(Natural-language object grounding data)
....................
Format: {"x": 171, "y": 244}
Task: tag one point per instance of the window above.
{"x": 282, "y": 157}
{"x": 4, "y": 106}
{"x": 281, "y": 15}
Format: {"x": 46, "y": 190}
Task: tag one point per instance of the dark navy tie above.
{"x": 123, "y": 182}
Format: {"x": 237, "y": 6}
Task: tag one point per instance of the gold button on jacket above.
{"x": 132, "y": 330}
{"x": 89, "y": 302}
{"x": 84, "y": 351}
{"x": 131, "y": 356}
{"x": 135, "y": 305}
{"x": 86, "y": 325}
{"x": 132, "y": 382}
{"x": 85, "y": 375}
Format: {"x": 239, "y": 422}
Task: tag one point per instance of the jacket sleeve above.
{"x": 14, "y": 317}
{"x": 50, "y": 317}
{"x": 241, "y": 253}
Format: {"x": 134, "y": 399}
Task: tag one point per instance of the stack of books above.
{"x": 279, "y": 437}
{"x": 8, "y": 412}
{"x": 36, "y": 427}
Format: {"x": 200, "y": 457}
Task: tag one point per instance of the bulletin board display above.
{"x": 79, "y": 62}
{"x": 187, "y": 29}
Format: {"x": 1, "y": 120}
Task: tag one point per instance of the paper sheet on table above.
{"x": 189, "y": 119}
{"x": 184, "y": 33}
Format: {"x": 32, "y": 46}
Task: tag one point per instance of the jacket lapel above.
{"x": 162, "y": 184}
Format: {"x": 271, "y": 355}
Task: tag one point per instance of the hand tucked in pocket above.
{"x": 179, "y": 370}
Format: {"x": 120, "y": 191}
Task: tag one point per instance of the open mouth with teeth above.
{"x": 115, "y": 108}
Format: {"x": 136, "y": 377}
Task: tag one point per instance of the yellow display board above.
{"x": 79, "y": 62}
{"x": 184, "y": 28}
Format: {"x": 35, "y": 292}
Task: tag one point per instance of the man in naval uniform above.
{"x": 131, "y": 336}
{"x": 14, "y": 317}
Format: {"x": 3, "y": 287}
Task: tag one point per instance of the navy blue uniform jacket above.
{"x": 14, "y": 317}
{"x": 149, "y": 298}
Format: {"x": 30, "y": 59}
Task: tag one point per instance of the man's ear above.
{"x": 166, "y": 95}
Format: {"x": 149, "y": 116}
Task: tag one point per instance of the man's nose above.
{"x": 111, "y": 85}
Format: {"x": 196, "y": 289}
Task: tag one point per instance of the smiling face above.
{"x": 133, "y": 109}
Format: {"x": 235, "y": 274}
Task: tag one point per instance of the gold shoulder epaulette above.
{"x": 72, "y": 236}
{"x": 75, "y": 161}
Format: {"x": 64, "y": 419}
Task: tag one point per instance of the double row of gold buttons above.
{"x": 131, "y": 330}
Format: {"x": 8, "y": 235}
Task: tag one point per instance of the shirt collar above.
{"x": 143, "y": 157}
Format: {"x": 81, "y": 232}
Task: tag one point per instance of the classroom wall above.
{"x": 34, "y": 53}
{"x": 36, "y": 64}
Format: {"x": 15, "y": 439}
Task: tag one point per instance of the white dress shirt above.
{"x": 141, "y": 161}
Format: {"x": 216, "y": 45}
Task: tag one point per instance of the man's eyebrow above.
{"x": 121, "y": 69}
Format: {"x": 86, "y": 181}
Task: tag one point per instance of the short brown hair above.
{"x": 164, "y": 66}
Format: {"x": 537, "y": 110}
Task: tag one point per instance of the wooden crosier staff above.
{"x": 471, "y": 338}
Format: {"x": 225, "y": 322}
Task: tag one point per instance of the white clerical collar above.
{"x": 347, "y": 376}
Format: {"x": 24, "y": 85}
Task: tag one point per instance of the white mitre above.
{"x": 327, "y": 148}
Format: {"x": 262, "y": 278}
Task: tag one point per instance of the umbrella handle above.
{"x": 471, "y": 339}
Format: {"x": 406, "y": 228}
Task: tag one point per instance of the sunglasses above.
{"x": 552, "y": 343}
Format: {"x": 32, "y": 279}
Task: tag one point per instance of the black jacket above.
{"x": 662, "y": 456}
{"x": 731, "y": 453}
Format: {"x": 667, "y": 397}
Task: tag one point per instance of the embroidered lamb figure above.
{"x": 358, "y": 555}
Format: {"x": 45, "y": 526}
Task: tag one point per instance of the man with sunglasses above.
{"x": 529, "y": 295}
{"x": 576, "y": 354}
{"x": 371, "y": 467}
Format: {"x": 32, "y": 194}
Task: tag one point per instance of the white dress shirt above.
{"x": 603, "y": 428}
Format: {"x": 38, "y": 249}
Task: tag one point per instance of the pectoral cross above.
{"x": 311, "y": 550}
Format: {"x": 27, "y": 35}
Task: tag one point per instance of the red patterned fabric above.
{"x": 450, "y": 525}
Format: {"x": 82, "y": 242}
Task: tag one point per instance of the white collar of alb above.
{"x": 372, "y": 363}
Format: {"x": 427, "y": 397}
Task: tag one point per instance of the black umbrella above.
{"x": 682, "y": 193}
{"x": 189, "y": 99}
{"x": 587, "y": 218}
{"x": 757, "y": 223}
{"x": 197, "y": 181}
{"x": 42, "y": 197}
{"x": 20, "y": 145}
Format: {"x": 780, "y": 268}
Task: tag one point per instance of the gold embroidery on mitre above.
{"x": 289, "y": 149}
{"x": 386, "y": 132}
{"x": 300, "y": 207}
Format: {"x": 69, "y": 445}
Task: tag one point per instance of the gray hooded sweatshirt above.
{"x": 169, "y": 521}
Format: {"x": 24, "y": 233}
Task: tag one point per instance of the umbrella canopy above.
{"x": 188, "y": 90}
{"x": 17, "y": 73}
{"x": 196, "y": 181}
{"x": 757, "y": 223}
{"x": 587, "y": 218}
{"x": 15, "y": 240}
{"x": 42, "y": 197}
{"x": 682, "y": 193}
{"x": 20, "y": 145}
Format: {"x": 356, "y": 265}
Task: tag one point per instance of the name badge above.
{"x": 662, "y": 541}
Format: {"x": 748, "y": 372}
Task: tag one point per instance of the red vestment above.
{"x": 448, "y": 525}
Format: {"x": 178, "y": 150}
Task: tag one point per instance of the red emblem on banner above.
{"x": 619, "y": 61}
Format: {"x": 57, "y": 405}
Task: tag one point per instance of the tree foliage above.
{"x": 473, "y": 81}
....................
- _What you should do_: Your answer must consist only of the lines from the one with "Task: tag one point per instance of the man with" through the final line of the entries, each retyped exactly.

- _Result of the exercise_:
Task: tag one point per instance of the man with sunglasses above.
{"x": 529, "y": 295}
{"x": 576, "y": 354}
{"x": 371, "y": 467}
Format: {"x": 32, "y": 194}
Task: tag one point per instance of the white dress shirt above.
{"x": 603, "y": 428}
Format: {"x": 38, "y": 249}
Task: tag one point per instance of the pectoral cross above.
{"x": 311, "y": 550}
Format: {"x": 27, "y": 35}
Task: tag one point per instance of the red patterned fabric above.
{"x": 450, "y": 525}
Format: {"x": 82, "y": 242}
Task: tag one point per instance of the white collar of alb above.
{"x": 372, "y": 363}
Format: {"x": 427, "y": 397}
Task: tag one point per instance of the black umbrella above.
{"x": 682, "y": 193}
{"x": 189, "y": 99}
{"x": 587, "y": 218}
{"x": 757, "y": 223}
{"x": 197, "y": 181}
{"x": 42, "y": 197}
{"x": 20, "y": 145}
Format: {"x": 780, "y": 268}
Task: tag one point per instance of the gold embroidery on mitre above.
{"x": 289, "y": 149}
{"x": 386, "y": 132}
{"x": 300, "y": 207}
Format: {"x": 69, "y": 445}
Task: tag one point per instance of the gray hooded sweatshirt above.
{"x": 169, "y": 521}
Format: {"x": 24, "y": 233}
Task: tag one point per instance of the umbrella canopy above.
{"x": 188, "y": 90}
{"x": 17, "y": 73}
{"x": 196, "y": 181}
{"x": 757, "y": 223}
{"x": 587, "y": 218}
{"x": 15, "y": 240}
{"x": 42, "y": 197}
{"x": 682, "y": 193}
{"x": 20, "y": 145}
Format: {"x": 356, "y": 265}
Task: tag one point per instance of the name badge above.
{"x": 662, "y": 541}
Format: {"x": 748, "y": 372}
Task: tag one point per instance of the red vestment above.
{"x": 448, "y": 525}
Format: {"x": 178, "y": 150}
Task: tag one point per instance of the red emblem on banner above.
{"x": 619, "y": 61}
Format: {"x": 57, "y": 405}
Task: tag one point per instance of the tree foliage above.
{"x": 473, "y": 81}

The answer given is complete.